• _Text shown_
To protect ourselves from the danger of self-deception, Professor Ariely invited us to recognize up front any conflict of interest and to keep the ethics conversation alive. “Ethics is a little bit like a diet. You can’t take it only three days and then be OK with it. We need to continuously think and debate about it.”

Asked by someone in the audience if increasing punishments can reduce dishonesty, Ariely responded: “States with death penalty do not have lower crime rates. We need to alleviate the multiple pressures and be as close to a pressure free environment as possible,” while keeping the ethical debate alive.

Steve Grambow thinks that better than data policing is “team science”

 

To those who see statisticians as research gatekeepers, Dr. Steve Grambow, Assistant Professor of Biostatistics and Bioinformatics, responded that there is a better way than Data Policing: Team Science. This approach is especially valuable nowadays, when “the research process is extremely complex and the complexity of science is often underappreciated”. Steven Grambow focused his talk on Common Data Errors & Abuses throughout the Research Cycle. “Science is not broken, it got a lot harder”, he said, reminding the audience that research data is not something that exists “in itself”: Data has context and all the information about how it was collected, managed, and analyzed are crucial. “Teaching statistics out of context is wrong”, said Prof. Grambow, who stands for transparent, rigorous and reproducible methods for all the stages of the research cycle, from data collection to data analysis. In supporting his opinion, Steve Grambow talked about the “viral” article of John P.A. Ioannidis, “Why Most Published Research Findings are False[i]”  which has been viewed by about 2.8 million people since its publication, in 2005. Then he reminded us about about the "Nature" article “Reproducibility: A Tragedy of Errors[ii].” He ended his presentation with resources for scientists and statisticians engaged in clinical research on how to best report data:

  • Harrington et al. “New Guidelines for Statistical Reporting in the Journal.” The New England Journal of Medicine, 381: 3, pages 285-286,  July 18, 2019.
  • Assel et al. “Guidelines for Reporting of Statistics for Clinical Research in Urology.” European Urology, 75:3, pages 358-367, March 2019.

• _Assignment A_
Rewrite the passage between "Asked by someone" and "ethical debate alive.", inclusive, changing "audience" to "crowd".
• _Assignment B_
According to the passage, why is team science especially valuable nowadays?
You won't need the records to do anything here.

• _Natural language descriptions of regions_
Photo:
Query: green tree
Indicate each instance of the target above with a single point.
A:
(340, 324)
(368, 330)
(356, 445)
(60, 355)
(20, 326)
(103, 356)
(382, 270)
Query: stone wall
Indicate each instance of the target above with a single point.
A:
==
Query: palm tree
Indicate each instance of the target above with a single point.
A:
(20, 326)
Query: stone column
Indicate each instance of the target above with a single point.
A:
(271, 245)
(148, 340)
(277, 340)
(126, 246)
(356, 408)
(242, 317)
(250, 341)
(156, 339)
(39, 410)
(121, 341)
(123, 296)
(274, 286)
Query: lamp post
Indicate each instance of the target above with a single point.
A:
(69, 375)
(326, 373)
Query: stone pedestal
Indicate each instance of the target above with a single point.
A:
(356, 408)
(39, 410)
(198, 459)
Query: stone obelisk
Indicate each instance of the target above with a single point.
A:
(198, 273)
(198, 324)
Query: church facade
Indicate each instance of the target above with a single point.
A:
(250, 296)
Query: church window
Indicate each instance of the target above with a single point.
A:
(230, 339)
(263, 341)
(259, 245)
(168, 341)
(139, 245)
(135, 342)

• _Final answer A_
Asked by someone in the crowd if increasing punishments can reduce dishonesty, Ariely responded: “States with death penalty do not have lower crime rates. We need to alleviate the multiple pressures and be as close to a pressure free environment as possible,” while keeping the ethical debate alive.

• _Final answer B_
The research process has become extremely complex, and the complexity of science is often underappreciated.